■ YOUR GOAL
Count the lines below that contain the string "child", treating uppercase and lowercase as different. Reply with the number only.

■ MATERIAL FOR THIS TASK
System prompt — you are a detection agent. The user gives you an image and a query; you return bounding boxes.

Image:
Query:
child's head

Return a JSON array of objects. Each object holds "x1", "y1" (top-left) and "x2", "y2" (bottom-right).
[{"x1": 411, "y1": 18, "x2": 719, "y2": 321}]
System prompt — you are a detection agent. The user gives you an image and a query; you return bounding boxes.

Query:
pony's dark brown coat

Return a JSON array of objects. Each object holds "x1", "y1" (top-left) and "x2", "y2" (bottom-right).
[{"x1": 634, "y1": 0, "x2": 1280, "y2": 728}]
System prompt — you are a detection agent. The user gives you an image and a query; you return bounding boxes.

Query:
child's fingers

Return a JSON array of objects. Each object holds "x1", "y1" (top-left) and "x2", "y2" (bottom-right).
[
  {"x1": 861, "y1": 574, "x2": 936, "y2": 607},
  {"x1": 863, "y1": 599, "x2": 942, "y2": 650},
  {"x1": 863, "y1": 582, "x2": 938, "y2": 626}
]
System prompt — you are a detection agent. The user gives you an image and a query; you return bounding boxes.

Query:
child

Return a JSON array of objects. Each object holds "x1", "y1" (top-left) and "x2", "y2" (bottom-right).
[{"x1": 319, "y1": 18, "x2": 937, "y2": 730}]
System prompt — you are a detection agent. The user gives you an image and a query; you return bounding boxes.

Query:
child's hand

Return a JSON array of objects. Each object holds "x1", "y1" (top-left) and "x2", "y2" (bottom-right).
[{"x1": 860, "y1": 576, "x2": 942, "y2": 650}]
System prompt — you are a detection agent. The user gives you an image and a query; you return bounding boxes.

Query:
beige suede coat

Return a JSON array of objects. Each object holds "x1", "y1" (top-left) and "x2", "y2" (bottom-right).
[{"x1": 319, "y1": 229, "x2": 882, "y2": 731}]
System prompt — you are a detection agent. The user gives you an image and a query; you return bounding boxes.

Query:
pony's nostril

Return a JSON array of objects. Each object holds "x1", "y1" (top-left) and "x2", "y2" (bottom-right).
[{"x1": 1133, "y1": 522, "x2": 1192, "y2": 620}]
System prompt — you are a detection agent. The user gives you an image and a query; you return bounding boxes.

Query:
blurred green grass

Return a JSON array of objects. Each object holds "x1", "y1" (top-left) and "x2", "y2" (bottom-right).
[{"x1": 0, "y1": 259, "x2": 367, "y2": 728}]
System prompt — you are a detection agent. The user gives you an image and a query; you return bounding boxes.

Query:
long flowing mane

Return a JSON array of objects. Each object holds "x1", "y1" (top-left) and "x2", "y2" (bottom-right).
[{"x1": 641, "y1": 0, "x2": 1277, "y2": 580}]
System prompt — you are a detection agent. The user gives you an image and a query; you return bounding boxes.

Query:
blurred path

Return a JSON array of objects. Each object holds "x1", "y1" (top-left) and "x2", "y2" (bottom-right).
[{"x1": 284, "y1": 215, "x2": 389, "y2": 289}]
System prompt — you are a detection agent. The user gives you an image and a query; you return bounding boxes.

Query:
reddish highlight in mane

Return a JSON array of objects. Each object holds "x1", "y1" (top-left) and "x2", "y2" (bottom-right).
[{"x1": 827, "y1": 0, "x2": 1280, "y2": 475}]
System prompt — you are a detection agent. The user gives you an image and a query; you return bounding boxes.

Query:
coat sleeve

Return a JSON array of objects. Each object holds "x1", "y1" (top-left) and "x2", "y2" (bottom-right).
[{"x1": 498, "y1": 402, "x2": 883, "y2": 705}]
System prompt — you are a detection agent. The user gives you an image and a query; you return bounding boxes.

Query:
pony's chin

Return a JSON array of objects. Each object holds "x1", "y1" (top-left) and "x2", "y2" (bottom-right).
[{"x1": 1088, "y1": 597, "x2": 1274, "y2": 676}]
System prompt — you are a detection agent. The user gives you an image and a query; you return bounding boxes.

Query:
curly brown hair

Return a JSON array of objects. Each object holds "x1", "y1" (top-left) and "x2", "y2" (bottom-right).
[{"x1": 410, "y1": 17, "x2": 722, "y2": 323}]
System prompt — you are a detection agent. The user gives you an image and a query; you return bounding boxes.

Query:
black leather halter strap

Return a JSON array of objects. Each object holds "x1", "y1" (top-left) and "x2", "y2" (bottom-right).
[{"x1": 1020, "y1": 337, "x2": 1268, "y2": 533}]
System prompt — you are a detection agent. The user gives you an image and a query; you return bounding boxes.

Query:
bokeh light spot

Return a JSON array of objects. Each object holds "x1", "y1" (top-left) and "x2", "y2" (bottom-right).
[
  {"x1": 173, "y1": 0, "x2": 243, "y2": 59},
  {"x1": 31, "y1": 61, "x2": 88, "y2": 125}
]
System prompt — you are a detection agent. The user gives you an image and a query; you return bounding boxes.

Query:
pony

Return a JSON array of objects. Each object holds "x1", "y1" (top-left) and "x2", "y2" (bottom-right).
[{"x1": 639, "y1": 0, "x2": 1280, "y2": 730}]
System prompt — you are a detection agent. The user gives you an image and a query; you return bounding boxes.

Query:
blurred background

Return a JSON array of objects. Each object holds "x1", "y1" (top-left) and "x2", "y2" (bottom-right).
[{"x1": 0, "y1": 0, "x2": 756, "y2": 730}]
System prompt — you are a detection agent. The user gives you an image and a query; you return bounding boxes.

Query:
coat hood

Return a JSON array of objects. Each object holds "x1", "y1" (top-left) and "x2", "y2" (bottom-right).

■ TASK SOLUTION
4